What is needed = Rewrite the entries below, changing every "one point per instance" to "a single point for each instance" and leaving all other text as it is.
(begin)
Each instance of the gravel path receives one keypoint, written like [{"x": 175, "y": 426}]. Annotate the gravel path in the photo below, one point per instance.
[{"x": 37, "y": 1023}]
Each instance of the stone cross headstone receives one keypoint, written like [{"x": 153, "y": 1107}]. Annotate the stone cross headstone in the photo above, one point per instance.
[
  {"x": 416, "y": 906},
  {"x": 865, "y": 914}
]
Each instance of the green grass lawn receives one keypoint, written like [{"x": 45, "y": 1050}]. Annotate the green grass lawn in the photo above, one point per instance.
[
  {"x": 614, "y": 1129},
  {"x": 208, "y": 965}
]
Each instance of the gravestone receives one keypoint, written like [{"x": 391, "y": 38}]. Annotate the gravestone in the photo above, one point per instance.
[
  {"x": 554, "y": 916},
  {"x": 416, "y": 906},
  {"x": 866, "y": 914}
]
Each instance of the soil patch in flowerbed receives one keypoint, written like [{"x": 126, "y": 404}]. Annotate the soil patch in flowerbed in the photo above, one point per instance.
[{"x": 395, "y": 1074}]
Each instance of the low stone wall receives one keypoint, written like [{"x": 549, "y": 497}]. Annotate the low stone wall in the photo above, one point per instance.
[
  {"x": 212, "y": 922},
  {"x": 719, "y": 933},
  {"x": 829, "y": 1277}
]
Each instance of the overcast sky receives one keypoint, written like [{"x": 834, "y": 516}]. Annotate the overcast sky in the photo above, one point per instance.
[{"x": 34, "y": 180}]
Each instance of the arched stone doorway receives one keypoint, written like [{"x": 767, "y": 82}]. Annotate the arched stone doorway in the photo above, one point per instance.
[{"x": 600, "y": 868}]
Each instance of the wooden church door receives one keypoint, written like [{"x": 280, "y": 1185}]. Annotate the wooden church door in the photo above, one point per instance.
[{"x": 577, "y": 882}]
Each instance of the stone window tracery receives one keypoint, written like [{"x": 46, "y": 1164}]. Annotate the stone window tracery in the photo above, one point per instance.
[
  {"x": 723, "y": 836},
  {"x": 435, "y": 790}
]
(end)
Response to the task =
Each instance of the gravel path receives one keypoint, written like [{"x": 175, "y": 426}]. Annotate the gravel path in the photo below, a single point for each instance.
[{"x": 37, "y": 1023}]
Each instance of the stone cross headstone receives one keypoint, written like [{"x": 153, "y": 1107}]. Annotate the stone cross headstone in the photo above, a single point for each instance.
[
  {"x": 416, "y": 906},
  {"x": 865, "y": 914}
]
Each instance of the green grass lawn receives one keypoint, written like [{"x": 45, "y": 1050}]. Annotate the green grass lawn in the photo above, a single point for each instance.
[
  {"x": 614, "y": 1129},
  {"x": 208, "y": 965}
]
Each instance of the gravestone receives one keypoint, written like [{"x": 391, "y": 38}]. Annotate the gravestone in the photo above, a single point for each instance.
[
  {"x": 554, "y": 916},
  {"x": 416, "y": 906},
  {"x": 866, "y": 914}
]
Each instance of the soil patch in flowerbed receives one keypoint, written like [{"x": 126, "y": 404}]. Annotate the soil patch in flowerbed in the photo above, a single point for each instance.
[{"x": 395, "y": 1074}]
Each instance of the low stone wall receives one keypoint, written like [{"x": 549, "y": 497}]. Annotate the low stone wall in the photo above, a single point for each instance.
[
  {"x": 212, "y": 922},
  {"x": 719, "y": 933},
  {"x": 829, "y": 1277}
]
Each instance of the overcast sky receives one keypoint, written like [{"x": 834, "y": 516}]. Annotate the overcast sky in the photo above, a single point for each instance.
[{"x": 34, "y": 180}]
Each instance of the arched stone doorway receives one keypoint, written like [{"x": 767, "y": 82}]. Annotate the arched stone doorway in the photo above, a single point for each instance.
[{"x": 600, "y": 868}]
Each instance of the wooden church door receives one keypoint, written like [{"x": 280, "y": 1185}]. Annotate the wooden church door in the photo above, a single point for each instance.
[{"x": 577, "y": 882}]
Each instance of the stone window tracery receives one keypoint, written like [{"x": 46, "y": 1164}]. Annotate the stone window tracery in the photo above, a single point for each instance.
[
  {"x": 723, "y": 836},
  {"x": 435, "y": 790}
]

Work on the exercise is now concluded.